Shin Zero 1. 1/3

E n 1995, un puissant Kaiju, surnommé King Zero, dévaste tout sur son passage. Après un combat dantesque, il est vaincu par le justicier Red Striker. Les héros coloré sont alors au sommet de la gloire et les monstres vaincus n'apparaissent plus sur Terre. Vingt ans après, la société utilise toujours les sentai mais de manière intérimaire, pour des petits boulots en tant que videurs ou technicien de surface. Bien que précarisé, le métier attire des jeunes en quête d'argent pour financer leurs études ou payer le loyer. C'est le cas d'Héloïse. Quittant le lycée pour découvrir la vie étudiante, elle souhaite ainsi s'émanciper financièrement de ses parents. Son ami Warren a quant à lui obtenu une bourse d'études en raison de ses capacités. C'est pour faire plaisir à sa camarade dont il est épris qu'il va lui aussi rentrer dans l'univers des héros intérimaires, alors que son père, passé par là, lui déconseille. La rencontre avec Satoshi va leur faire vivre une nouvelle aventure.

À la lecture de ce premier tome, pas de doute : les auteurs sont des amoureux du Tokusatsu, ce genre cinématographique et télévisuel japonais qui arriva en France à la toute fin des années 1970 sous les traits de San Ku Kai, de Space Sheriff Gavan (renommé à l’occasion X-Or) ou encore Bioman. D'ailleurs, les deux dernières pages offrent un récapitulatif passionnant de l'histoire de ce style et de ses grands noms.

Celui qui considère Shin Zero comme un simple reboot ou une resucée d'intrigues vues et revues a tort. Avec ce scénario, en utilisant et en détournant les codes des séries super sentai, Mathieu Bablet propose un lot de réflexions pertinentes sur la société. Lorsque l'histoire débute, cela fait plus de vingt ans que les monstres ont cessé d'attaquer l'humanité. Or, le succès des héros colorés les a rendus populaires au point de marquer les générations suivantes. Hélas, n'ayant plus d'adversaires à la hauteur, il ont été contraints de s'adapter à la demande. Ici, la critique de l'auteur vis-à-vis de la déclassification sociale et de la chute de statut est claire et amenée avec subtilité, en filigrane. Le scénariste souligne également le merchandising qui a accompagné la popularité des sentai. Le moindre paquet de gâteau ou boisson est estampillé de logos ou de dessins en lien avec les exploits passée : l'analogie avec la société de consommation actuelle est criante.

- **Liste des consignes**
- 1) D'après le texte source, qui vient à bout de King Zero ?
- 2) Citez le texte source entre « À la lecture » et « ses grands noms. », ces deux passages compris.

- **Liste des entrées**

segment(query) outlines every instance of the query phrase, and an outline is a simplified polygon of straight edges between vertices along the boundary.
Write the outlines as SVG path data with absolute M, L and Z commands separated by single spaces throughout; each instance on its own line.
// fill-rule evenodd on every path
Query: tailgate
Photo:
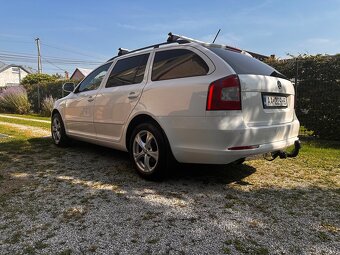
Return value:
M 286 79 L 253 74 L 239 75 L 242 112 L 248 126 L 292 122 L 294 87 Z

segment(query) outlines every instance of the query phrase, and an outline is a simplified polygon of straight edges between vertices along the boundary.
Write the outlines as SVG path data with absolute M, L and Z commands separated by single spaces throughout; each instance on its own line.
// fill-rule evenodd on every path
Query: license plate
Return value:
M 264 108 L 286 108 L 286 96 L 262 95 Z

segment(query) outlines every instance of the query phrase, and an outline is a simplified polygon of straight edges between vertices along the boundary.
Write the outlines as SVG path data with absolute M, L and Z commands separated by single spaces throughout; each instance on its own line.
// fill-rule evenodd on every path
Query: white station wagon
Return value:
M 52 138 L 128 151 L 145 178 L 171 161 L 242 162 L 299 152 L 292 83 L 248 53 L 169 34 L 142 49 L 120 49 L 59 99 Z M 292 153 L 282 150 L 295 144 Z

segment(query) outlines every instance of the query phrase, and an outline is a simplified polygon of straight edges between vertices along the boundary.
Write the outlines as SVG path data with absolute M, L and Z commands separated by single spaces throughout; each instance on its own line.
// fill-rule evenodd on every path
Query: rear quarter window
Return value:
M 206 75 L 209 67 L 196 53 L 186 49 L 156 52 L 151 80 L 169 80 Z
M 208 49 L 227 62 L 237 74 L 267 75 L 286 79 L 279 71 L 256 58 L 223 48 Z

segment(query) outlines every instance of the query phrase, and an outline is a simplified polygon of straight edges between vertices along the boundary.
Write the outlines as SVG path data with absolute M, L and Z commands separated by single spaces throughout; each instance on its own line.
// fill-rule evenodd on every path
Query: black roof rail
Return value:
M 188 40 L 175 40 L 175 41 L 167 41 L 167 42 L 164 42 L 164 43 L 157 43 L 157 44 L 153 44 L 153 45 L 149 45 L 149 46 L 146 46 L 146 47 L 143 47 L 143 48 L 139 48 L 139 49 L 135 49 L 135 50 L 132 50 L 132 51 L 129 51 L 127 49 L 123 49 L 123 48 L 119 48 L 118 50 L 118 56 L 115 56 L 113 58 L 110 58 L 107 62 L 115 59 L 116 57 L 119 57 L 119 56 L 122 56 L 122 55 L 126 55 L 126 54 L 130 54 L 130 53 L 133 53 L 133 52 L 137 52 L 137 51 L 141 51 L 141 50 L 146 50 L 146 49 L 150 49 L 150 48 L 159 48 L 159 46 L 162 46 L 162 45 L 167 45 L 167 44 L 171 44 L 171 43 L 178 43 L 178 44 L 184 44 L 184 43 L 189 43 L 190 41 Z

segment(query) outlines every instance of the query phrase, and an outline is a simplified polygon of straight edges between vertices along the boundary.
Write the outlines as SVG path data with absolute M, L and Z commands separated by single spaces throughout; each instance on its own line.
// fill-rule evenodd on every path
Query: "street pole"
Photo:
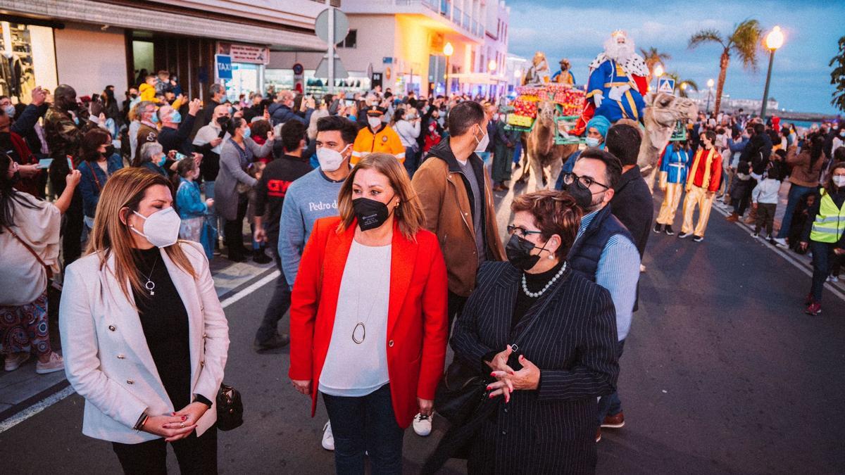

- **Bonnes réponses**
- 1) Le justicier Red Striker.

- 2)
À la lecture de ce premier tome, pas de doute : les auteurs sont des amoureux du Tokusatsu, ce genre cinématographique et télévisuel japonais qui arriva en France à la toute fin des années 1970 sous les traits de San Ku Kai, de Space Sheriff Gavan (renommé à l’occasion X-Or) ou encore Bioman. D'ailleurs, les deux dernières pages offrent un récapitulatif passionnant de l'histoire de ce style et de ses grands noms.